*TASK*: Please set down, word for word, each line from the one containing "Query: green grass" through the final line of the records below, both included, and nothing else.

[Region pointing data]
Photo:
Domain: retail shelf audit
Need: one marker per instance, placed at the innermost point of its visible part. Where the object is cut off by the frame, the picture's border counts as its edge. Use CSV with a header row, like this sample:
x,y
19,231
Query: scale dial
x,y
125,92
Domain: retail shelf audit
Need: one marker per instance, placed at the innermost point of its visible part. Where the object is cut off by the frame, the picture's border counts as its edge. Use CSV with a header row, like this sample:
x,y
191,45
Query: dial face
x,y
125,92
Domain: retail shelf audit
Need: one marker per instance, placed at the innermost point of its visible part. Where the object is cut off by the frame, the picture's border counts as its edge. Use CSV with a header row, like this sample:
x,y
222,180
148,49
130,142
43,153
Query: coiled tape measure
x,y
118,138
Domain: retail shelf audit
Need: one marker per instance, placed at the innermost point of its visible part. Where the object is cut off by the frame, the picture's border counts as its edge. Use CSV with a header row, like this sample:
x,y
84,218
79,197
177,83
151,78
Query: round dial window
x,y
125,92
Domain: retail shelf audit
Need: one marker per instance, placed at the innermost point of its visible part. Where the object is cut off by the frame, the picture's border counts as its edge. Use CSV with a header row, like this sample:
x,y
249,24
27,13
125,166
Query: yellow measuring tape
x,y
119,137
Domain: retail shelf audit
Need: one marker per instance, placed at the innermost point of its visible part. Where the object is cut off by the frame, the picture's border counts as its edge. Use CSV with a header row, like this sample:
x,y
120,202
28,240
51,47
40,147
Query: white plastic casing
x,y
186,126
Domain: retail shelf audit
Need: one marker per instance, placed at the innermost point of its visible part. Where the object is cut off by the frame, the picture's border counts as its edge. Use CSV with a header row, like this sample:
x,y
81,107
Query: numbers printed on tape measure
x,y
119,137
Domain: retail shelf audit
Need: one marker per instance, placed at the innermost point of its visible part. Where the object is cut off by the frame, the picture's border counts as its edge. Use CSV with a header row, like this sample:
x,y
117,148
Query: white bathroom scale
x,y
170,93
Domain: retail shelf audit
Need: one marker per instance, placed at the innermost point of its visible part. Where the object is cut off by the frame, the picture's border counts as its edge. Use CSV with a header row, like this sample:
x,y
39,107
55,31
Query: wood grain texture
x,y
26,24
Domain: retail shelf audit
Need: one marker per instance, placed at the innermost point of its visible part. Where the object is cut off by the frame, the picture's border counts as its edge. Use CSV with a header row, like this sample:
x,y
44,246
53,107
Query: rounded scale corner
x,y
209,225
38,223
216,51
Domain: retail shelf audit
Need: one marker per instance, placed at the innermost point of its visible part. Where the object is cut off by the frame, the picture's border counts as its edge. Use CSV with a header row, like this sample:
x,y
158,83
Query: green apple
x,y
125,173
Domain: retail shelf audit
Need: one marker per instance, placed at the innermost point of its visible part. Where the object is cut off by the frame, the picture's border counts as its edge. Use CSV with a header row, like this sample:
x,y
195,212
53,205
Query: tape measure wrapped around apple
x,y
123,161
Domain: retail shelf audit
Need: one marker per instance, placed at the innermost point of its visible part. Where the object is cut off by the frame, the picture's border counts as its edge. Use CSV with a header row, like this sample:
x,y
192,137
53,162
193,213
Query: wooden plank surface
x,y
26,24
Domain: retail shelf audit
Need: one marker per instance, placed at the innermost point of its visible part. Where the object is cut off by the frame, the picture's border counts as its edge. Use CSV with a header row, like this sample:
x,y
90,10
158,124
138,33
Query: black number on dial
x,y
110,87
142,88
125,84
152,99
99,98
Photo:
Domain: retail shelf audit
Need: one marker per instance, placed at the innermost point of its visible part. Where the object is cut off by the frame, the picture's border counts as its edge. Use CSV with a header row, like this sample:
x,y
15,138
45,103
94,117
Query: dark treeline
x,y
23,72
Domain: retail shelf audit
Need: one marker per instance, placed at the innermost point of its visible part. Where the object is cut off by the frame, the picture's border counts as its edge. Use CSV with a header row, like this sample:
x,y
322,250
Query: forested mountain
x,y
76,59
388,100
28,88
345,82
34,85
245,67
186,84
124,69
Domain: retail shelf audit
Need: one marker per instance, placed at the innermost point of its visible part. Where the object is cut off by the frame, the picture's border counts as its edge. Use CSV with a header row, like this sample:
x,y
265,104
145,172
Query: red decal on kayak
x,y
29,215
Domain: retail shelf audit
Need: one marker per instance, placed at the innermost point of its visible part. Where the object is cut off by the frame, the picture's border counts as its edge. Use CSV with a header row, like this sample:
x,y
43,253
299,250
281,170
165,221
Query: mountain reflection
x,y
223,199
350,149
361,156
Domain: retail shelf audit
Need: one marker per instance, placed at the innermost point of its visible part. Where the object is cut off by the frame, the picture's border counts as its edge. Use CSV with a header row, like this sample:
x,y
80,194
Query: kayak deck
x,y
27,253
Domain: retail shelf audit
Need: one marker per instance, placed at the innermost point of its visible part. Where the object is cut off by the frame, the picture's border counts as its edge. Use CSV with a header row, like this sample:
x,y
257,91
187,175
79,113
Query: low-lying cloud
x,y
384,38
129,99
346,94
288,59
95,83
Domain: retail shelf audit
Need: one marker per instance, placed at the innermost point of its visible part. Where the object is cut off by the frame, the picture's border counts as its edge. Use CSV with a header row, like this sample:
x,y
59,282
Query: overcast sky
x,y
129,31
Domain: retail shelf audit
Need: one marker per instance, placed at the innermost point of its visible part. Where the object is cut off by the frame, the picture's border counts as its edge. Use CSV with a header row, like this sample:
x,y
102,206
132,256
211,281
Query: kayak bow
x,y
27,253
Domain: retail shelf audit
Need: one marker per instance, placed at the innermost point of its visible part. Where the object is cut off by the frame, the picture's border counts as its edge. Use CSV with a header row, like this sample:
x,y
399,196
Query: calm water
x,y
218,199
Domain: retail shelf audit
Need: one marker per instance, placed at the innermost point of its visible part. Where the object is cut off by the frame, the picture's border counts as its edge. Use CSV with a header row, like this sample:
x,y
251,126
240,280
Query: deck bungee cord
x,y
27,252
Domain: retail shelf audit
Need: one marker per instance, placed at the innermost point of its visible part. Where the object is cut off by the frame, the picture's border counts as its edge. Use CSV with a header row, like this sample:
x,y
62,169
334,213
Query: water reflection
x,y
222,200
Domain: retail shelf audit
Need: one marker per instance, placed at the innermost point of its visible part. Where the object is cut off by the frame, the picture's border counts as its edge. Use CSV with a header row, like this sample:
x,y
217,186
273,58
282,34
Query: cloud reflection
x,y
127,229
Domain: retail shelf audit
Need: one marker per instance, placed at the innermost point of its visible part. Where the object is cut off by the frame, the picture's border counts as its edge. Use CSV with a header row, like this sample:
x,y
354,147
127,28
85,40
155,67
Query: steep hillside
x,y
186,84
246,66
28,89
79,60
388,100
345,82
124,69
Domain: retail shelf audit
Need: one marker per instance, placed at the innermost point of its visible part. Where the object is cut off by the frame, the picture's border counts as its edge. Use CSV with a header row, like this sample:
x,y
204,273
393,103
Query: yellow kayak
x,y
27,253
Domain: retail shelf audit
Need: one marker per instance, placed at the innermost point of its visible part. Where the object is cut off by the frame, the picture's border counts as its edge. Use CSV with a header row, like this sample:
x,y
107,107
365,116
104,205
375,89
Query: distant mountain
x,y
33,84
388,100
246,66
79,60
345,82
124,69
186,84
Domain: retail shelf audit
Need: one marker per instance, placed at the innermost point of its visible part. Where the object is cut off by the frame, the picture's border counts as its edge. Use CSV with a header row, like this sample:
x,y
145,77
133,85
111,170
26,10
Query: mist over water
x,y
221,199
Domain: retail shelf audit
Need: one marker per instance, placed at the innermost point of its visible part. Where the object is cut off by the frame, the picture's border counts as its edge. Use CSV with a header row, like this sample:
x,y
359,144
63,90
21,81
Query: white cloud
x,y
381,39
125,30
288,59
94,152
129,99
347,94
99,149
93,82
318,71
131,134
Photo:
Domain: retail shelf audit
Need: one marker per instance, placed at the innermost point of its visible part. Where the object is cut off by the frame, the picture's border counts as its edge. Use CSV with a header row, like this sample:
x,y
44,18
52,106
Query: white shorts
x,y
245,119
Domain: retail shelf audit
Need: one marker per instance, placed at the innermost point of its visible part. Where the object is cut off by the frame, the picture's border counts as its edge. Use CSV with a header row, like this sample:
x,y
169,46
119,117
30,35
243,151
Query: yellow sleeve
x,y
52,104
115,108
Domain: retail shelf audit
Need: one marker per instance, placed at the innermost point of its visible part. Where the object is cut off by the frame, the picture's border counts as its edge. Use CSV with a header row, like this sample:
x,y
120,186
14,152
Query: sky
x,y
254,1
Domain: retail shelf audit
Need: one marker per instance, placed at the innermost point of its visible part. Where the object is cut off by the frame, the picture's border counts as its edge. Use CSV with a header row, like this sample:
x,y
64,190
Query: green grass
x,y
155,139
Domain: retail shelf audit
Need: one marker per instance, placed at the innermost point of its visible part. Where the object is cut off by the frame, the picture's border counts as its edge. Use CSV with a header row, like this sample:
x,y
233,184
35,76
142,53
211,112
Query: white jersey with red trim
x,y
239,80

*OUTPUT FOR THIS EXERCISE*:
Query: green grass
x,y
155,139
Domain: retail shelf audit
Need: one marker per instance, placed at the innermost point of its visible part. Where the object is cut off by the frame, the picture's border counts as its edge. Use CSV with a header row, like this sample:
x,y
233,184
35,76
142,53
211,112
Query: white jersey with red trim
x,y
239,80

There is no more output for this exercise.